» Problem to solve
Reproduce the items verbatim, starting at the line that contains "# point at: the upturned" and continuing through the final line of the items.
[BEGIN Input rows]
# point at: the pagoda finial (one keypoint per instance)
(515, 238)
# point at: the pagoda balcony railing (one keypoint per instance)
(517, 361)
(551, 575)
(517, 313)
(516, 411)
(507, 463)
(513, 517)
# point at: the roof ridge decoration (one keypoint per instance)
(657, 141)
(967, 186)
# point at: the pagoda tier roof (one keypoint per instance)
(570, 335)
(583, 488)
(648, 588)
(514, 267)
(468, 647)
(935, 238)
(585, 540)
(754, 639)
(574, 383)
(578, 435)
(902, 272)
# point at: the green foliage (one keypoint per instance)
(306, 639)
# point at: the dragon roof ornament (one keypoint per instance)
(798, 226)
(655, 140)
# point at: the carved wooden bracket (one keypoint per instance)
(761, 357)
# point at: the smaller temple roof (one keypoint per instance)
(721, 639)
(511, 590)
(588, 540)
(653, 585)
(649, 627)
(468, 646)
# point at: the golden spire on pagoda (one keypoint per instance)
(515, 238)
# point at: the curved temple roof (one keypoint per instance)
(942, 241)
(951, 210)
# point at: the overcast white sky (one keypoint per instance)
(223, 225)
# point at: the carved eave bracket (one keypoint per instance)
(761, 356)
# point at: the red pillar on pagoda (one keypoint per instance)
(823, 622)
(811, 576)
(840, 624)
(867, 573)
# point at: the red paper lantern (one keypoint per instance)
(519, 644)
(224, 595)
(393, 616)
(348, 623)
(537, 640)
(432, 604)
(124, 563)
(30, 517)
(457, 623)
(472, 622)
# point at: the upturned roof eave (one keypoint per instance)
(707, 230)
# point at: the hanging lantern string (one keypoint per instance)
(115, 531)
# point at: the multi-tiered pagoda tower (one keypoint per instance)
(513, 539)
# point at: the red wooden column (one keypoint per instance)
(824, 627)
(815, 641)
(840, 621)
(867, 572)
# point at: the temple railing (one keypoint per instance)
[END Input rows]
» The result
# point at: the upturned roof eave (one keypoint per instance)
(707, 230)
# point at: the hanging lantern string (one keypoint per instance)
(115, 531)
# point at: the multi-tiered pagoda tower (one keypoint per instance)
(513, 539)
# point at: the red wooden column (one keypoint per instance)
(824, 627)
(815, 641)
(840, 621)
(867, 572)
# point at: the temple railing (one keypoint per instance)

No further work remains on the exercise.